### Job 1
In the thread on fixing epoch splits naming, which file in the doc does the first comment ask to have updated?

BUG: Fix epoch splits naming#11876
Conversation
agramfort
left a comment
There was a problem hiding this comment.
let me know when it's good to go from your end. Don't forget to update latest.inc file in the doc. thx
|
While working on the PR, found another problem: if the ending is not BIDS, i.e. Also, should |
| with pytest.raises(FileExistsError, match="Destination file"): | ||
| epochs.save(split_fname, split_naming=split_naming, verbose=True) | ||
| os.remove(split_fname) | ||
| # we don't test for reserved files as it's not implemented here |
There was a problem hiding this comment.
I don't know what reserved files means here. I noticed, Raw.save() mentions something reserving the main file when producing splits. Is it something important I should be aware of? For now I just removed this comment.
mne/tests/test_epochs.py
Outdated
| events = mne.make_fixed_length_events(raw, 1) | ||
| epochs = mne.Epochs(raw, events) | ||
| if split_size == "2MB" and (metadata or concat): | ||
| n_files += 1 |
There was a problem hiding this comment.
Not sure what this was doing. Removed it.
There was a problem hiding this comment.

### Records provided
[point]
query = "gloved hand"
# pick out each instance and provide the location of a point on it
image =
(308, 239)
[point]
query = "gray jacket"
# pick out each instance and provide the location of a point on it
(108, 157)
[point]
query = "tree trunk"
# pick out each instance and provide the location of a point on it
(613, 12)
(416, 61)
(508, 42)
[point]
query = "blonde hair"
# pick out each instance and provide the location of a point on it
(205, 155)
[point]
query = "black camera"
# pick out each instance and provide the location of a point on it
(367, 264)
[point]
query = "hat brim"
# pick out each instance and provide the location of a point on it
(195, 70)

### Job 2
Recast the rows in Block 1 as a JSON list of strings, one string per line, leaving out blank lines.

### Exercise result 1
The latest.inc file.

### Exercise result 2
[
  "[point]",
  "query = \"gloved hand\"",
  "# pick out each instance and provide the location of a point on it",
  "image =",
  "(308, 239)",
  "[point]",
  "query = \"gray jacket\"",
  "# pick out each instance and provide the location of a point on it",
  "(108, 157)",
  "[point]",
  "query = \"tree trunk\"",
  "# pick out each instance and provide the location of a point on it",
  "(613, 12)",
  "(416, 61)",
  "(508, 42)",
  "[point]",
  "query = \"blonde hair\"",
  "# pick out each instance and provide the location of a point on it",
  "(205, 155)",
  "[point]",
  "query = \"black camera\"",
  "# pick out each instance and provide the location of a point on it",
  "(367, 264)",
  "[point]",
  "query = \"hat brim\"",
  "# pick out each instance and provide the location of a point on it",
  "(195, 70)"
]